_Exercise prompt:_ Copy every line of the records that includes the word "below".

____________________

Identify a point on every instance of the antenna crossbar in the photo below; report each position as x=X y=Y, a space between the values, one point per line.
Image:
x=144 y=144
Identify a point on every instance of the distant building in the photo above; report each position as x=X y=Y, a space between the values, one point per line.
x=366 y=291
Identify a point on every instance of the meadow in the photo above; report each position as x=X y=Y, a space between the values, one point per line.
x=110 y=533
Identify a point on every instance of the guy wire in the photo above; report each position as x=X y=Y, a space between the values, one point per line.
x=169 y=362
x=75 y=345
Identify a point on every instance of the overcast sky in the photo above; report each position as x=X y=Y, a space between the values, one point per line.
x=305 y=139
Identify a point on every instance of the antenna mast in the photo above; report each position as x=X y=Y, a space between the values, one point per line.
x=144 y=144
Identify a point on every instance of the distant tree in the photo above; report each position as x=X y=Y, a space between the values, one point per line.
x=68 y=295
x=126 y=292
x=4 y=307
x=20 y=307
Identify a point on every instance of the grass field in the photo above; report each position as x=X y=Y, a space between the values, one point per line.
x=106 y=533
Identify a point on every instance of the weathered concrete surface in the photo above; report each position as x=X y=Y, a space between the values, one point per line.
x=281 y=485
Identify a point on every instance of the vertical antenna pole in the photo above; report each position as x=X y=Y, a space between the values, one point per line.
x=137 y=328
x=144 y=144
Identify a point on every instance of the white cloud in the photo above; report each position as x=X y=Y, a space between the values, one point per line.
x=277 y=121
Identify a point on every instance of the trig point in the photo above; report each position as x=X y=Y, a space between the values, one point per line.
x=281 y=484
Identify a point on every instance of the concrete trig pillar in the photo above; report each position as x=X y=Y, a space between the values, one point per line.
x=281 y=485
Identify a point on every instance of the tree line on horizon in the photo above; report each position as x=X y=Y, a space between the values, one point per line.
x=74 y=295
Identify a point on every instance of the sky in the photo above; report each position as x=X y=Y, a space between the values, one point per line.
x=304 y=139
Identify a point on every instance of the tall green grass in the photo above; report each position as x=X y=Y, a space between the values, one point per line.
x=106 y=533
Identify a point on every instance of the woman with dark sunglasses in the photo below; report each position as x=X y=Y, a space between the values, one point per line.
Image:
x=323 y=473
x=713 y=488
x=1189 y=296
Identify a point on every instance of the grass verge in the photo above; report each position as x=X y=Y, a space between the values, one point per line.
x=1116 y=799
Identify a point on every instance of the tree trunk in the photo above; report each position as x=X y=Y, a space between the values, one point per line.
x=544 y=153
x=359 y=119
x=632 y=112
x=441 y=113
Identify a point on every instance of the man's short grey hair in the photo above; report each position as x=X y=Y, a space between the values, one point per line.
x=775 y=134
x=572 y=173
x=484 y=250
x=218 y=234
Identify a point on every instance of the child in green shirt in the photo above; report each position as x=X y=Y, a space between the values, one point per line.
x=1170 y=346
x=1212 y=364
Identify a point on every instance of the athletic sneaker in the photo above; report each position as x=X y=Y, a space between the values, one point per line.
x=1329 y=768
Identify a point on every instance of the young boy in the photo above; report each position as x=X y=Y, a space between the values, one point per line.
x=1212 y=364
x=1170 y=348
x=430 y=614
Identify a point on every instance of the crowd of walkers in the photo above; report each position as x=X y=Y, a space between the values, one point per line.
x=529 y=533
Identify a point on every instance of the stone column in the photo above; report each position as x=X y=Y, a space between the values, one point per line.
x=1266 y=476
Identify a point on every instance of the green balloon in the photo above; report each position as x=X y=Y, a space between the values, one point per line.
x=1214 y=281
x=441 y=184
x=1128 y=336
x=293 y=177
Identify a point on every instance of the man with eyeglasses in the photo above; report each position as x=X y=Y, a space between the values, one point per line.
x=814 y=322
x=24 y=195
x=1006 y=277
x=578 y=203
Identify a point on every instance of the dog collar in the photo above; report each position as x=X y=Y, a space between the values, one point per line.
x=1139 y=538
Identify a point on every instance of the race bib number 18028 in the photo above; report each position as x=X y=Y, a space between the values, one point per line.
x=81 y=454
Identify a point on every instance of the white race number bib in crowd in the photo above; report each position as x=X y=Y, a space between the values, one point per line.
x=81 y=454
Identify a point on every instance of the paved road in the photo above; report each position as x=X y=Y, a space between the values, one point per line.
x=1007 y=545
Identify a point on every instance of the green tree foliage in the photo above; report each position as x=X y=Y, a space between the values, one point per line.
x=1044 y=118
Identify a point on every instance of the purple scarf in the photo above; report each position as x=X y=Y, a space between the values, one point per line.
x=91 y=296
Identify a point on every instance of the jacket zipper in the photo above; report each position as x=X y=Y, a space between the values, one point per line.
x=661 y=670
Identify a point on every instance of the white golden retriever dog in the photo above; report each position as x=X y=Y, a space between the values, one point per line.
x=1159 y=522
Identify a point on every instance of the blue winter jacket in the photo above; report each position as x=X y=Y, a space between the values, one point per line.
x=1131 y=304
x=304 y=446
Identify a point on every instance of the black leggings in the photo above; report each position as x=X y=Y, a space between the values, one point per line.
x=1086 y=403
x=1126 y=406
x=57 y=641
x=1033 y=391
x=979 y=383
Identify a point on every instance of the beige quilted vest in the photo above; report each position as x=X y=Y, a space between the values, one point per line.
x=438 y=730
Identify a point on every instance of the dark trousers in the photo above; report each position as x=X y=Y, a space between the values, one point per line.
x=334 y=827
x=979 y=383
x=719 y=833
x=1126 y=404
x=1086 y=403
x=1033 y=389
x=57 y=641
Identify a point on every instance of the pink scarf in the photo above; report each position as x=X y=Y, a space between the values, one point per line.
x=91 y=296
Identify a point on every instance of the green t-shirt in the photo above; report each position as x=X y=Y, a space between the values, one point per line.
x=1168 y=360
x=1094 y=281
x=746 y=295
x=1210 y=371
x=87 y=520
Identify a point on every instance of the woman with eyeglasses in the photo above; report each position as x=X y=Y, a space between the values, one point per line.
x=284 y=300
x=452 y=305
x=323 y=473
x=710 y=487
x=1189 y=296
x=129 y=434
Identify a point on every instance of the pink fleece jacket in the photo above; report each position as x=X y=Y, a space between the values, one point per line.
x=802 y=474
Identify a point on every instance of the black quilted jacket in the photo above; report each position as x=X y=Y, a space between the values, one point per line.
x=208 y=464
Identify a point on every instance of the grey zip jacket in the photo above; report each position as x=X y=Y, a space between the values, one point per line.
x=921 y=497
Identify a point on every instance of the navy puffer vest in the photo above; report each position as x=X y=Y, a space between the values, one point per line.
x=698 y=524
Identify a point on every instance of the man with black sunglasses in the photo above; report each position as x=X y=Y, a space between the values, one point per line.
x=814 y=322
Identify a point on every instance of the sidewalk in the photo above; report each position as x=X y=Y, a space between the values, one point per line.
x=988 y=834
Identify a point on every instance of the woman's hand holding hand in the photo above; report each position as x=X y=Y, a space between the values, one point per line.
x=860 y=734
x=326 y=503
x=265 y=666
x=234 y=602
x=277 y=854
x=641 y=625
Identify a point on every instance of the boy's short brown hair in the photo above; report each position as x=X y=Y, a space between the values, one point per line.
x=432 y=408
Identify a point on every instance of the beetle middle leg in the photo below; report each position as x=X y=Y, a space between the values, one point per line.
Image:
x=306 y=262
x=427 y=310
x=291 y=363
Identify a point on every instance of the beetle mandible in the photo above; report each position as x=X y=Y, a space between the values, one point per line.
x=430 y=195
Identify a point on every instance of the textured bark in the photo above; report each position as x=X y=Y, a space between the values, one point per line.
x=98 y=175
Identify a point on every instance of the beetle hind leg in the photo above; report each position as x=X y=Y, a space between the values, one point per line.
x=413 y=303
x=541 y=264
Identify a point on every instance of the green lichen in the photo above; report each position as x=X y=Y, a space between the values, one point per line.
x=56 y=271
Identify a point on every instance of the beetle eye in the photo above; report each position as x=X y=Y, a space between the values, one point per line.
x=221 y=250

____________________

_Response to this task:_
Identify a point on every instance of the antenna crossbar in the photo below; report each position as x=X y=Y, a space between the values, one point per line.
Identify a point on every instance of the woman with dark sunglasses in the photo below; report each position as x=X y=Y, a space between the values, one point per line.
Identify a point on every instance of the beetle middle leg in the photo below; report each position as x=X y=Y, a space between the values, one point per line.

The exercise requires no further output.